> **Material**:
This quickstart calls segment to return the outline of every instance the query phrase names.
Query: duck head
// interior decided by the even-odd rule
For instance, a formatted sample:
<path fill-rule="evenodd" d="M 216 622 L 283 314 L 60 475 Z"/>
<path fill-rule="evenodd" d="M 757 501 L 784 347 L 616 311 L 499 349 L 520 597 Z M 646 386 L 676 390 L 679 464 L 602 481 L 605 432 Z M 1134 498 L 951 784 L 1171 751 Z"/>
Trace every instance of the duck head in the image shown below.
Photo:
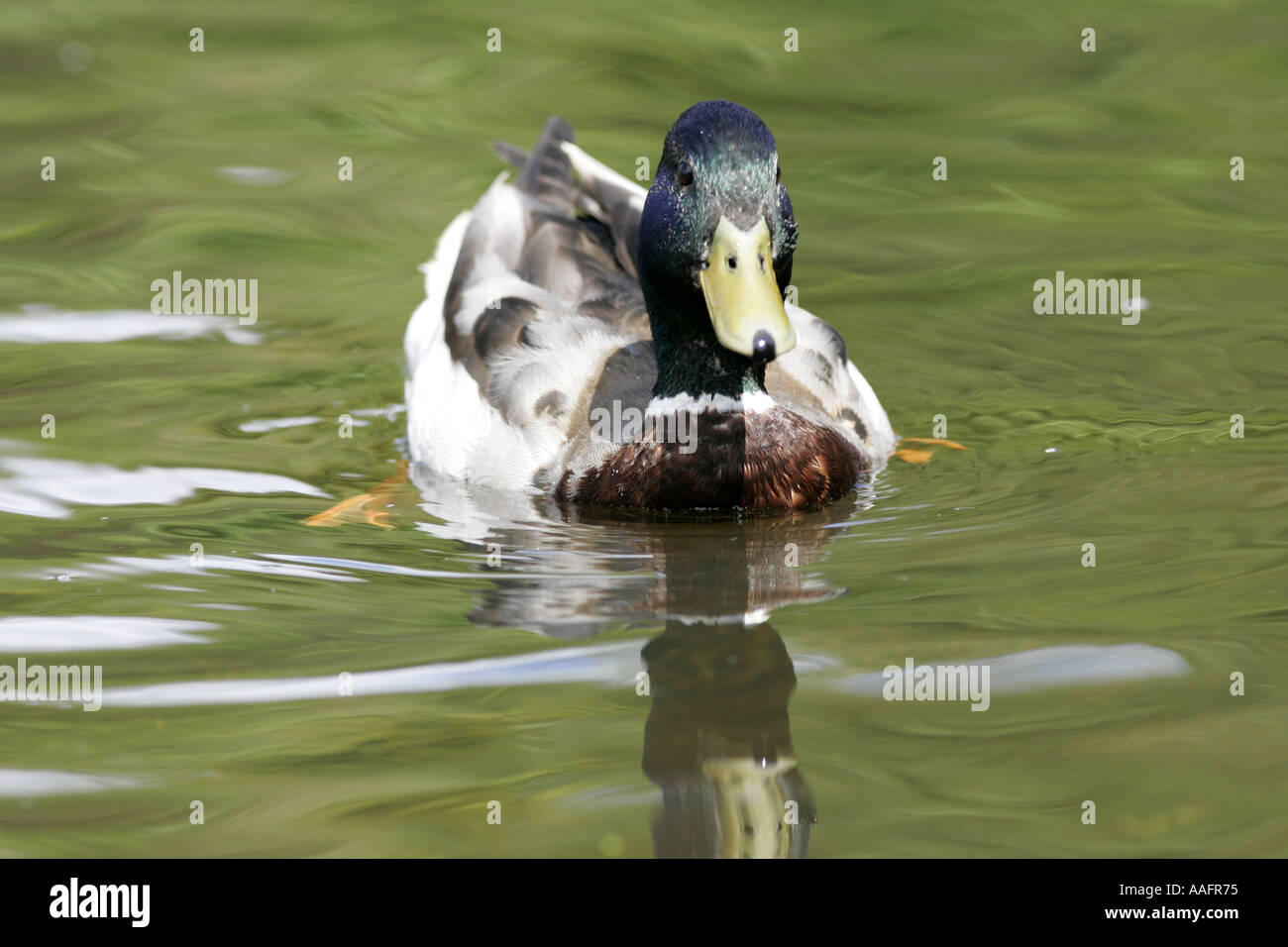
<path fill-rule="evenodd" d="M 733 102 L 687 110 L 662 146 L 636 246 L 653 394 L 762 392 L 765 366 L 796 344 L 783 308 L 796 218 L 765 122 Z"/>

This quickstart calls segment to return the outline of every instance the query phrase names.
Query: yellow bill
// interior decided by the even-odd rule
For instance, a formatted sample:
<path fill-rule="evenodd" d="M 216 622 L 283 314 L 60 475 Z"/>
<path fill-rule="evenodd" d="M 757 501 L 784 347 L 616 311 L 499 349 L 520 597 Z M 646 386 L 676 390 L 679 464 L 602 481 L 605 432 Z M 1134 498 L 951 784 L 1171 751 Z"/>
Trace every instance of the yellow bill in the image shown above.
<path fill-rule="evenodd" d="M 716 339 L 730 352 L 775 358 L 796 344 L 774 280 L 773 246 L 764 218 L 750 231 L 720 218 L 707 268 L 698 281 Z"/>

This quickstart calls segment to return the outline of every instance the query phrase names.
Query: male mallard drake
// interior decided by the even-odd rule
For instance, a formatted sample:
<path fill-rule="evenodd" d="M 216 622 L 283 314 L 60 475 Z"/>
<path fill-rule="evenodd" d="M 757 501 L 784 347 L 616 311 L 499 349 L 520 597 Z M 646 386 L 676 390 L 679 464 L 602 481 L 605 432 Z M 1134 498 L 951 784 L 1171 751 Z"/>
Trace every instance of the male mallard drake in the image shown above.
<path fill-rule="evenodd" d="M 407 326 L 413 461 L 668 510 L 817 506 L 885 464 L 841 335 L 783 301 L 796 219 L 757 116 L 685 111 L 647 193 L 562 119 L 497 152 L 518 179 L 448 225 Z"/>

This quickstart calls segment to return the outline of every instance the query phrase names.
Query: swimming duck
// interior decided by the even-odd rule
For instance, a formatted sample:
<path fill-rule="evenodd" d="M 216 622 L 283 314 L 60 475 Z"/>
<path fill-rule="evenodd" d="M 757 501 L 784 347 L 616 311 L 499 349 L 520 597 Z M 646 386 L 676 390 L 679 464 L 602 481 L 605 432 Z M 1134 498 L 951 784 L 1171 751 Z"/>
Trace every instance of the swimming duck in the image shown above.
<path fill-rule="evenodd" d="M 699 102 L 645 192 L 551 119 L 447 227 L 407 326 L 431 475 L 645 510 L 801 509 L 895 434 L 840 332 L 784 294 L 796 219 L 765 124 Z"/>

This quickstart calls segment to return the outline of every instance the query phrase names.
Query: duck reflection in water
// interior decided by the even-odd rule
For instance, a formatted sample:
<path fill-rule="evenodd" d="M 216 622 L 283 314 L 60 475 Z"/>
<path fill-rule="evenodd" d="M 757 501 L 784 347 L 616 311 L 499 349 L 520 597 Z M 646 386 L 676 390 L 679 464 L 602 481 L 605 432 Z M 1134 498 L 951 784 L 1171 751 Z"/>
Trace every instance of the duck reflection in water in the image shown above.
<path fill-rule="evenodd" d="M 791 737 L 796 674 L 769 617 L 844 593 L 809 566 L 869 505 L 860 493 L 813 513 L 622 521 L 551 504 L 542 519 L 559 530 L 493 521 L 486 536 L 456 535 L 480 551 L 491 544 L 540 560 L 540 576 L 489 584 L 470 620 L 559 638 L 662 622 L 643 649 L 639 684 L 652 700 L 643 769 L 662 792 L 654 854 L 804 857 L 818 813 Z M 459 508 L 434 512 L 471 522 Z M 569 582 L 571 573 L 585 581 Z"/>

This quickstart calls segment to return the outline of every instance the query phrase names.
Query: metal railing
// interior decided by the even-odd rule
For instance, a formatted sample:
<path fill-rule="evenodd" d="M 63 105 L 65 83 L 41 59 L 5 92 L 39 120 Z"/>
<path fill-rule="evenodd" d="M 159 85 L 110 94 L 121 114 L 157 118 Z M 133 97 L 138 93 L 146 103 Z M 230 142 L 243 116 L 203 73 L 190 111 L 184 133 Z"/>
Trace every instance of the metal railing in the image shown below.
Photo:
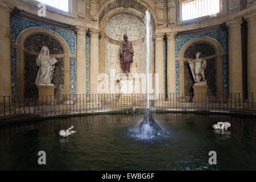
<path fill-rule="evenodd" d="M 246 98 L 245 98 L 246 96 Z M 150 96 L 152 98 L 152 96 Z M 154 96 L 150 109 L 256 113 L 255 93 L 166 93 Z M 146 94 L 105 94 L 39 97 L 0 96 L 0 117 L 61 114 L 146 107 Z"/>

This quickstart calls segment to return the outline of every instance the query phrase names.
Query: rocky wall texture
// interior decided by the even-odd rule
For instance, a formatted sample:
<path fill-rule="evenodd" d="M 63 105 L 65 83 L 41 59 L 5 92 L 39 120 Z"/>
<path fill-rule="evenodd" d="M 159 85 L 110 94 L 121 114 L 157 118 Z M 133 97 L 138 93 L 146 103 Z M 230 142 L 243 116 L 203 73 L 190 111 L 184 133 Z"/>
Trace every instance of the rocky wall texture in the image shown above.
<path fill-rule="evenodd" d="M 191 59 L 196 59 L 196 53 L 201 53 L 200 57 L 213 55 L 216 53 L 214 48 L 206 43 L 195 43 L 189 46 L 184 53 L 184 57 Z M 207 80 L 207 93 L 215 93 L 216 92 L 216 58 L 207 60 L 207 65 L 204 71 L 205 80 Z M 189 65 L 187 61 L 184 61 L 184 88 L 186 95 L 193 93 L 192 86 L 195 84 Z"/>
<path fill-rule="evenodd" d="M 60 43 L 52 37 L 43 34 L 30 36 L 24 42 L 24 47 L 39 53 L 43 46 L 47 46 L 50 54 L 63 54 L 63 49 Z M 38 96 L 38 90 L 35 82 L 39 67 L 36 65 L 37 55 L 24 52 L 24 89 L 25 98 Z M 64 94 L 64 58 L 56 58 L 52 84 L 56 86 L 55 95 Z"/>
<path fill-rule="evenodd" d="M 144 23 L 136 15 L 129 13 L 121 13 L 111 18 L 105 28 L 106 35 L 118 41 L 123 40 L 126 31 L 129 41 L 137 40 L 146 36 Z"/>

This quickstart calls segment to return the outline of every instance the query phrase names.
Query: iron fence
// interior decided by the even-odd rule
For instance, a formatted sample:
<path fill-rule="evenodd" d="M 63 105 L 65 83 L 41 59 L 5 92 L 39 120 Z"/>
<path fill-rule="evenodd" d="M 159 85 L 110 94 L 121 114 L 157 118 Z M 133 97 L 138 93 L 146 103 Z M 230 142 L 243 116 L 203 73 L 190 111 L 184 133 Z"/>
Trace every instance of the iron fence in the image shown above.
<path fill-rule="evenodd" d="M 246 96 L 246 98 L 245 97 Z M 150 109 L 256 111 L 255 93 L 166 93 L 150 95 Z M 75 94 L 26 97 L 0 96 L 0 117 L 61 114 L 146 108 L 146 94 Z"/>

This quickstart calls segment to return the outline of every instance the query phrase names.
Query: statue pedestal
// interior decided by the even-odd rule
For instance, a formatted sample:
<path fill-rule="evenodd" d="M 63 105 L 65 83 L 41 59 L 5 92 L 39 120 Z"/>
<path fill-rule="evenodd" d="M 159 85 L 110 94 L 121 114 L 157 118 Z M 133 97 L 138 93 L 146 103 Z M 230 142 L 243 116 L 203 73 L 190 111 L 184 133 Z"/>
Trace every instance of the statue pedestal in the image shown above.
<path fill-rule="evenodd" d="M 120 93 L 132 94 L 134 93 L 134 80 L 133 77 L 122 76 L 119 78 Z"/>
<path fill-rule="evenodd" d="M 193 86 L 194 89 L 194 96 L 193 102 L 203 102 L 208 100 L 208 97 L 205 97 L 207 93 L 207 84 L 206 83 L 195 84 Z"/>
<path fill-rule="evenodd" d="M 54 89 L 56 86 L 53 84 L 38 85 L 38 100 L 40 104 L 54 104 Z"/>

> **Task statement**: Render everything from the start of the material down to the line containing "716 339 L 730" as a JSON list of strings, one string per line, skipping blank lines and leaving out any pictures.

> **Output of the exercise**:
[
  "This quickstart calls segment to return the outline of every instance the query phrase names.",
  "Query: duck head",
  "// interior decided by the even-odd rule",
  "For instance, a formatted sample:",
  "<path fill-rule=\"evenodd\" d=\"M 216 622 L 283 314 L 60 475 Z\"/>",
  "<path fill-rule=\"evenodd\" d=\"M 757 501 L 784 347 L 616 311 L 499 349 L 520 597 Z M 646 386 L 676 390 L 679 464 L 602 481 L 605 432 Z M 1134 498 L 951 784 L 1171 751 Z\"/>",
  "Trace every instance of the duck head in the image shown below.",
  "Photo:",
  "<path fill-rule=\"evenodd\" d=\"M 733 102 L 687 110 L 662 146 L 636 246 L 653 394 L 762 392 L 765 366 L 796 344 L 783 308 L 796 218 L 765 122 Z\"/>",
  "This quickstart calls segment to return the outline of every instance the query phrase names.",
  "Query: yellow bill",
  "// interior decided by the even-odd rule",
  "For instance, a formatted sample:",
  "<path fill-rule=\"evenodd\" d=\"M 216 622 L 283 314 L 60 475 Z\"/>",
  "<path fill-rule=\"evenodd\" d=\"M 757 501 L 784 347 L 616 311 L 499 349 L 520 597 Z M 646 386 L 676 390 L 679 464 L 602 481 L 605 432 Z M 1134 498 L 951 784 L 1171 751 Z\"/>",
  "Trace every instance of the yellow bill in the image shown above.",
  "<path fill-rule=\"evenodd\" d=\"M 716 339 L 730 352 L 775 358 L 796 344 L 774 280 L 773 246 L 764 218 L 750 231 L 720 218 L 707 268 L 698 281 Z\"/>"
]